### EXTRACT TO READ:
+ + + + +

Numerous people over the years have made donations to the society based on their interaction with Ruoff, who makes no secret of his love for John Updike, the Updike house, and the society dedicated to preserving Updike’s legacy. Of the 1001 things he does for the society, perhaps most appreciated are the many times he’s had to go down to the house in the middle of the night to check to make sure everything was okay. The building has a sensitive alarm system that can be triggered by very little movement, and it sometimes requires someone to interact with police. Ruoff has done all of that and more for too many years to count, Plath said.

+ + + + +

[Position annotation records]
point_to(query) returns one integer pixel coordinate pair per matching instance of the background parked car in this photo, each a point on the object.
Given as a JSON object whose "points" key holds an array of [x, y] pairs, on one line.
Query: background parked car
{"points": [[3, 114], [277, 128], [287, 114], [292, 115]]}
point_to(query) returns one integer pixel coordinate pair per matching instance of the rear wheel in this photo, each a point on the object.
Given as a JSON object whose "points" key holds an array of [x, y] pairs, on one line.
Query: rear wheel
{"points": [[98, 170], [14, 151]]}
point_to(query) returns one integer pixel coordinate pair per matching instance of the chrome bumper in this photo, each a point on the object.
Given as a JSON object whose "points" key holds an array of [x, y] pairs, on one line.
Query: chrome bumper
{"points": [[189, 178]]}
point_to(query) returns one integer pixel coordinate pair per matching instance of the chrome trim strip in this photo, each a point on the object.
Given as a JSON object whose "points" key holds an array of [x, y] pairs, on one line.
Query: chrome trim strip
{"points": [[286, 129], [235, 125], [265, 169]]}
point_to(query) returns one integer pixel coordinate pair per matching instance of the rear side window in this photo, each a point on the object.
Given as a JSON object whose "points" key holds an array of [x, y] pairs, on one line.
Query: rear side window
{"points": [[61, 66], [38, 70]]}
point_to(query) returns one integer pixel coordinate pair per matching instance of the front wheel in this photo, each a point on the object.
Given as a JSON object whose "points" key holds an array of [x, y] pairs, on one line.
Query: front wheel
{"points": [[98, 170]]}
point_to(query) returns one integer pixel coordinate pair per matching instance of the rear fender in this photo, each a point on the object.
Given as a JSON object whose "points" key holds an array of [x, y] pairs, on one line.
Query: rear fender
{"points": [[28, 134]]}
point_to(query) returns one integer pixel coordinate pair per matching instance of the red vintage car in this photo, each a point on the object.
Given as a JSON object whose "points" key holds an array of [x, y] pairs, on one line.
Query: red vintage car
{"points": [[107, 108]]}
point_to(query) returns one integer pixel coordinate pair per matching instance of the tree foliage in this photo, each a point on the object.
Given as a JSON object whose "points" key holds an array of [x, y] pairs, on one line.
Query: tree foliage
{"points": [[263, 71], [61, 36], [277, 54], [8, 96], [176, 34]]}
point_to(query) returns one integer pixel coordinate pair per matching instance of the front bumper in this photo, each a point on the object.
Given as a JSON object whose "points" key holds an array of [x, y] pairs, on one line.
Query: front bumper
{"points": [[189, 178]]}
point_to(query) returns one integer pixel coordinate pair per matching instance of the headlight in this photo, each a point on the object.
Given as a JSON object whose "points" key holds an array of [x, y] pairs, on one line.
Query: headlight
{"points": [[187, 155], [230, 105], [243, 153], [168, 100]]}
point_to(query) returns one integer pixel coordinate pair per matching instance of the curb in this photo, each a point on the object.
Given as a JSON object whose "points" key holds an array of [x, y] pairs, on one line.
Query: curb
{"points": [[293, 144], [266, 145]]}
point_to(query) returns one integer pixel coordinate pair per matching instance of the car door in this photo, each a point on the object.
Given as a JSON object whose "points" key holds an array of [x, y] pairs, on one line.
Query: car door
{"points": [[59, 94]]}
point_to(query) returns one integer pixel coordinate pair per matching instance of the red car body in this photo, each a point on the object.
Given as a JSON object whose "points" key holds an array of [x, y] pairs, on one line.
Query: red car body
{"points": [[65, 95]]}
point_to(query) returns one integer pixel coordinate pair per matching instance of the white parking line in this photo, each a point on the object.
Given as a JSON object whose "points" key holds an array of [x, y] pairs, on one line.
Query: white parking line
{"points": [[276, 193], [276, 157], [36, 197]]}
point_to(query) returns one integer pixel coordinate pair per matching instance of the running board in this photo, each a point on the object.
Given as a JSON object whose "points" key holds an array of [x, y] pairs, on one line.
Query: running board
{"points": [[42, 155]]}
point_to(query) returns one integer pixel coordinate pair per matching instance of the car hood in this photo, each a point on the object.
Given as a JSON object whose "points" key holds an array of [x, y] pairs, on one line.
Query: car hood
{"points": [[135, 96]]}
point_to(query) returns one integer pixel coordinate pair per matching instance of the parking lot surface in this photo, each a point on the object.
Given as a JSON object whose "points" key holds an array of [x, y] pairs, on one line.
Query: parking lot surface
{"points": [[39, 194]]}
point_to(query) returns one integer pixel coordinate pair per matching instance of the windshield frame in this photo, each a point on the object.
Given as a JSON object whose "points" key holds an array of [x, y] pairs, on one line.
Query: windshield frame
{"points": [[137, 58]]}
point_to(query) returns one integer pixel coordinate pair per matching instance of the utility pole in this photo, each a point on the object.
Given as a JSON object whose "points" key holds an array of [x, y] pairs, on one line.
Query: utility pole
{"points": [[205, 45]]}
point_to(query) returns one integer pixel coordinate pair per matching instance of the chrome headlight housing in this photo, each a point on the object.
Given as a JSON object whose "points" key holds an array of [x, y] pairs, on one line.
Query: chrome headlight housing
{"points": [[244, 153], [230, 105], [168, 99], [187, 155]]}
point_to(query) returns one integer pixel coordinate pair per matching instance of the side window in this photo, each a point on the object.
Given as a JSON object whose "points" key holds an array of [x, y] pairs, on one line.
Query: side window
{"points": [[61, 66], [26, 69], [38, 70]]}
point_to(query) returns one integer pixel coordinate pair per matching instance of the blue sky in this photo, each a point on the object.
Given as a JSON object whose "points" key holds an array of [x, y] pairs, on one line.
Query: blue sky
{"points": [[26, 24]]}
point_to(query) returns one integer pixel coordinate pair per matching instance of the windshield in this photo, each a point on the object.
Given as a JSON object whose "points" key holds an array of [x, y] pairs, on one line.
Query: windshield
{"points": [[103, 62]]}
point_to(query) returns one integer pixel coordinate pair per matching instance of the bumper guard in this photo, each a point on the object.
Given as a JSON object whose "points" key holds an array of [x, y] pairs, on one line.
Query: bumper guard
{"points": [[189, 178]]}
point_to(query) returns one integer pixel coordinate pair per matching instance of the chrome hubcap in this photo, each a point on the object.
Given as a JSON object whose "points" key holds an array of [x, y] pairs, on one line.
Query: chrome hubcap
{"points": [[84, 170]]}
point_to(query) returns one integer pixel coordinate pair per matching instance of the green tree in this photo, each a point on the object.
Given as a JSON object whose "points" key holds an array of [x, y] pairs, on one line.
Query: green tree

+ + + + +

### TASKS AND EXERCISES:
1 - According to the passage about Ruoff, what has led numerous people to make donations to the society? Answer in one to three sentences.
2 - Reproduce the wording of the passage about Ruoff, starting with "Numerous people over" and going on through "count, Plath said.".
Rely only on the passage about Ruoff when responding.

### SOLVED TASKS:
1 - Numerous people have made donations to the society because of their interaction with Ruoff. He makes no secret of his love for John Updike, the Updike house, and the society dedicated to preserving Updike's legacy.

2 -
Numerous people over the years have made donations to the society based on their interaction with Ruoff, who makes no secret of his love for John Updike, the Updike house, and the society dedicated to preserving Updike’s legacy. Of the 1001 things he does for the society, perhaps most appreciated are the many times he’s had to go down to the house in the middle of the night to check to make sure everything was okay. The building has a sensitive alarm system that can be triggered by very little movement, and it sometimes requires someone to interact with police. Ruoff has done all of that and more for too many years to count, Plath said.